WRITTEN INSTRUCTION >>
Rewrite all of the data below with each "photo" swapped for "image" and nothing else altered. Omit the pictures.

[Begin MATERIAL]

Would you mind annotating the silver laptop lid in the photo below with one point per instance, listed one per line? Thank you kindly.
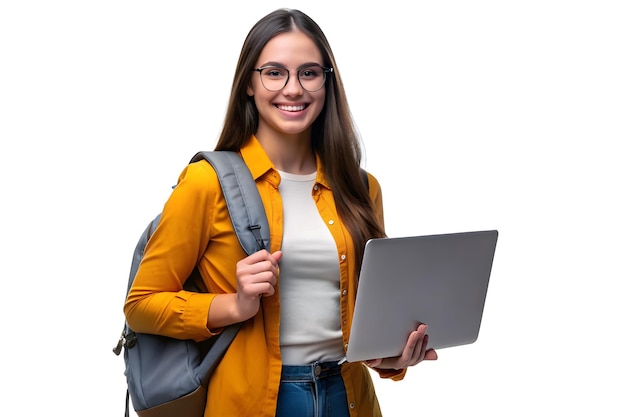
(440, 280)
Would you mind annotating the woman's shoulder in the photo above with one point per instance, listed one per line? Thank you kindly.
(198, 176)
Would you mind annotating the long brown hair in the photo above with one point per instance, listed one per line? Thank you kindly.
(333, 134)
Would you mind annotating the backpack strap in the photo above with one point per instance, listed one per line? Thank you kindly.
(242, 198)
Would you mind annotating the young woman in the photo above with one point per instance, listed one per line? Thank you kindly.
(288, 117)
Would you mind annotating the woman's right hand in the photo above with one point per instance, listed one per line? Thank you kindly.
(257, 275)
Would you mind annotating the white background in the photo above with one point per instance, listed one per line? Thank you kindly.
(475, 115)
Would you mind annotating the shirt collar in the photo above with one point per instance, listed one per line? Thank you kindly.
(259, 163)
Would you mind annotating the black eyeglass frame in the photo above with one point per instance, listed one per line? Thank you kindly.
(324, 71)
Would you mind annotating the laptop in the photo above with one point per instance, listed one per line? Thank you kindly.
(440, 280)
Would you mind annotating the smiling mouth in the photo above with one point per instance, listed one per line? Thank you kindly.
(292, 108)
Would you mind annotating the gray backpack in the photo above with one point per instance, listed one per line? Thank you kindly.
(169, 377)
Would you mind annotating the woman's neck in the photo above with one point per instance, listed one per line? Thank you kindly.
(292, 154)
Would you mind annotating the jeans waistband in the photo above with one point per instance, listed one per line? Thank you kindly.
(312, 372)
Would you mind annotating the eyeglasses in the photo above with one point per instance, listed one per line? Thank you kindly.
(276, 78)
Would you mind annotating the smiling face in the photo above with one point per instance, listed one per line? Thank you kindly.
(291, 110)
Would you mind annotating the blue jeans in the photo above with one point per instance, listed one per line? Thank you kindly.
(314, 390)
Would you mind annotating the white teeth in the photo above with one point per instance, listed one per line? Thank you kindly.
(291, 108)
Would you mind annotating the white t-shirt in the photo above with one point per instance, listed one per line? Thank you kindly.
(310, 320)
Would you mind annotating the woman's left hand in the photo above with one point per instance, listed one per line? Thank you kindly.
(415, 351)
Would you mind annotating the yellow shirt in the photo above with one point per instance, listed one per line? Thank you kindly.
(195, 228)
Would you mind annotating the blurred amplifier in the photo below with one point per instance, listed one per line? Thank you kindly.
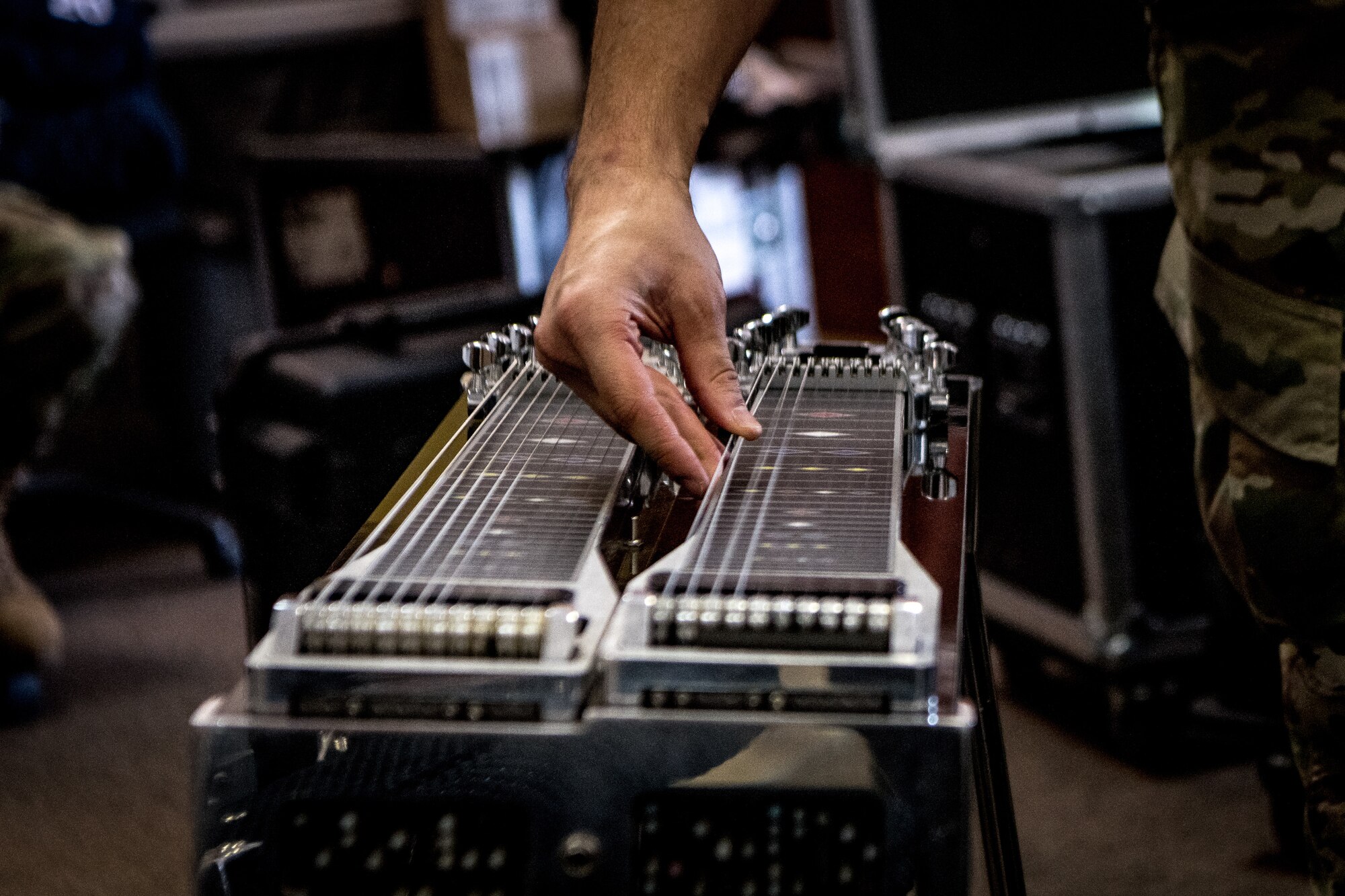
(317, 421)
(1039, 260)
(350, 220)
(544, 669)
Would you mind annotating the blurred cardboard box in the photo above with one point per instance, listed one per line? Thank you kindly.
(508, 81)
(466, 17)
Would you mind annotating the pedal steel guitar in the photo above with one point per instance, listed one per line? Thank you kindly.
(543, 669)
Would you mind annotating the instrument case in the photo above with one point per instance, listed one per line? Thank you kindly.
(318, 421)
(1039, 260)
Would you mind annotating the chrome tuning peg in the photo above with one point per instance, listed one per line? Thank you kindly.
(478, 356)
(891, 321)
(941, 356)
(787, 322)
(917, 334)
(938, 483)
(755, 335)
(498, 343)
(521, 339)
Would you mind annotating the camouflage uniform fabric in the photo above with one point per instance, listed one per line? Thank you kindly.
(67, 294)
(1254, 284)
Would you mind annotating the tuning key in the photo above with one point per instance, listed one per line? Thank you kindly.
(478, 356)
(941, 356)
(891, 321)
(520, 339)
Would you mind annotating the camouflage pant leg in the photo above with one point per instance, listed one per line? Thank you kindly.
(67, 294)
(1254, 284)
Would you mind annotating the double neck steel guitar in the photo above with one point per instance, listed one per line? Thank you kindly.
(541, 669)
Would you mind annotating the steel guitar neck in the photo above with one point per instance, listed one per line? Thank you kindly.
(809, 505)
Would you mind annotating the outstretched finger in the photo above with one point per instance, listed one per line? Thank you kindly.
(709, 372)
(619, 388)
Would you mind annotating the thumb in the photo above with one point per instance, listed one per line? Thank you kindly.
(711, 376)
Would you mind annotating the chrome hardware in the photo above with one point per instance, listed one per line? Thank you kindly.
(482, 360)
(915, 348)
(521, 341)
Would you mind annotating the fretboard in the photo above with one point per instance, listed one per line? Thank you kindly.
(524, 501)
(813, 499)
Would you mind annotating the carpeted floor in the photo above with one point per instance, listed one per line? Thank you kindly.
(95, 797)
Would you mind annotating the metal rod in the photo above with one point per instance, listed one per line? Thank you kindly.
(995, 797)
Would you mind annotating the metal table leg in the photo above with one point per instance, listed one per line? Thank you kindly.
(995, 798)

[End MATERIAL]

ANSWER TO THIS PROBLEM >>
Would you mind annotating the silver laptop lid in the image below with one point per instance, listed one per line? Thank you kindly.
(440, 280)
Would you mind annotating the woman's shoulder in the image above with one point per instance, listed one per line? Thank you kindly.
(198, 176)
Would you mind annotating the long brown hair in the image above with one point per instance, listed one per line? Thank you kindly.
(333, 134)
Would you mind annotating the backpack strap in the image above with one point per instance, listed one per line? Thank you kindly.
(242, 198)
Would you mind annotating the young woman in the image above with one point per instance, listed one per line? Thank you kindly.
(288, 117)
Would you mind annotating the woman's right hand in the image above with one point per instance, listed one per line? Thank you kindly.
(257, 275)
Would you mind annotating the white background in the image above with one point per instance, listed one per line? Thank you kindly.
(475, 115)
Would you mind annotating the shirt collar in the image above with one point per instance, listed one per line? Thank you kindly.
(259, 163)
Would you mind annotating the black eyeglass frame in the image above with one point per instance, listed one per line? Thank you kindly.
(324, 71)
Would you mind annotating the laptop in the image above with one point per instance, listed one per line? Thank you kindly.
(440, 280)
Would you mind annotating the smiling mouth in the image above with one point per instance, listed one per line? Thank you kindly.
(292, 108)
Would you mind annotating the gray backpack in the image above with one point per instance, listed one per line? Thank you kindly.
(169, 377)
Would you mind annotating the woman's neck in the image above with one point per instance, listed one per line? Thank you kindly.
(292, 154)
Would you mind annotating the jeans waistband in the image above with one point per instance, listed one per line? Thank you kindly.
(312, 372)
Would you mind annotating the eyeglasses in the image above with one point per instance, listed one per line? Thank you kindly.
(276, 78)
Would you mind annotating the smiling face in the image above with one point per instance, listed one per line? Thank you kindly.
(291, 110)
Would you mind annotating the blue jeans in the image above with one point per instance, listed one per line? Thank you kindly.
(314, 390)
Would you mind annotating the white teeth in the image above with one point per instance, listed one per line? Thank you kindly.
(291, 108)
Would you mind annotating the white t-shirt in the image above with one point per instance, listed one per line? Thank you kindly.
(310, 320)
Would you mind annotating the woman's left hand in the image above with one point per instance, listed one per line? Thank you kindly.
(415, 351)
Would you mind annotating the yellow shirt in the image above with one point per instance, listed one per line? Thank you kindly.
(195, 228)
Would you mind annotating the blurred amplifier in the image below with one point per instance, listed one per line? Thank you kindly.
(317, 421)
(1039, 260)
(350, 220)
(544, 669)
Would you mind annotating the blurred cardboard box in the image above with one point per instance, listed one per line? Thank you kindly.
(508, 81)
(466, 17)
Would you mind annotating the pedal steel guitar in the image above with one point per instance, listed one per line? Thank you kindly.
(543, 669)
Would you mind annotating the instrument case in the image above with one point per instance, listed one per line? Thank you kindly.
(318, 421)
(1039, 260)
Would you mind annotating the chrome tuning peg in the image above with one point per instance, listed one per line? Thank you kindly.
(478, 356)
(891, 321)
(941, 356)
(787, 322)
(917, 334)
(938, 483)
(755, 335)
(498, 343)
(521, 339)
Would you mind annotating the camouflage uniform fabric in the image above with one point per instance, listed one per line? Thank you kindly.
(67, 294)
(1254, 284)
Would you mind annotating the tuning key in the image above with one point per instance, listed one per line? Thank you kindly.
(478, 356)
(941, 356)
(891, 321)
(520, 339)
Would you mind annotating the camouflage pant leg in the image above with one point per instance, listed one per line? Thank you kindly.
(67, 294)
(1254, 284)
Would you mind annotating the double neck steel guitar in the image above with one point per instance, listed one per line? Thank you kindly.
(541, 669)
Would you mind annotating the steel guitar neck in the image above with one point per instance, listed one per line? Thank you kindly.
(809, 505)
Would you mind annotating the outstretched finger in the image above with one point per instance, listed one per line? Thank you kindly.
(709, 372)
(619, 388)
Would you mind annotating the thumb in the image above with one point per instance, listed one per line? Thank you kindly.
(711, 376)
Would you mind annotating the chrome hardware in the image above with one point per instance, listed one per line? Thank you kindly.
(482, 360)
(915, 348)
(521, 341)
Would you mind annotating the fretboard in the image above with one point per instance, listed one per line? Thank you kindly.
(524, 501)
(813, 499)
Would you mind annotating the carpeted floor in the image above with one point per instance, listed one per line? Thank you kindly.
(95, 797)
Would you mind annotating the metal rod in the image above with one point per instance, listed one per line? Thank you kindly.
(995, 797)
Would you mind annotating the metal table leg in the image above with one point per instance, listed one per line? Thank you kindly.
(995, 798)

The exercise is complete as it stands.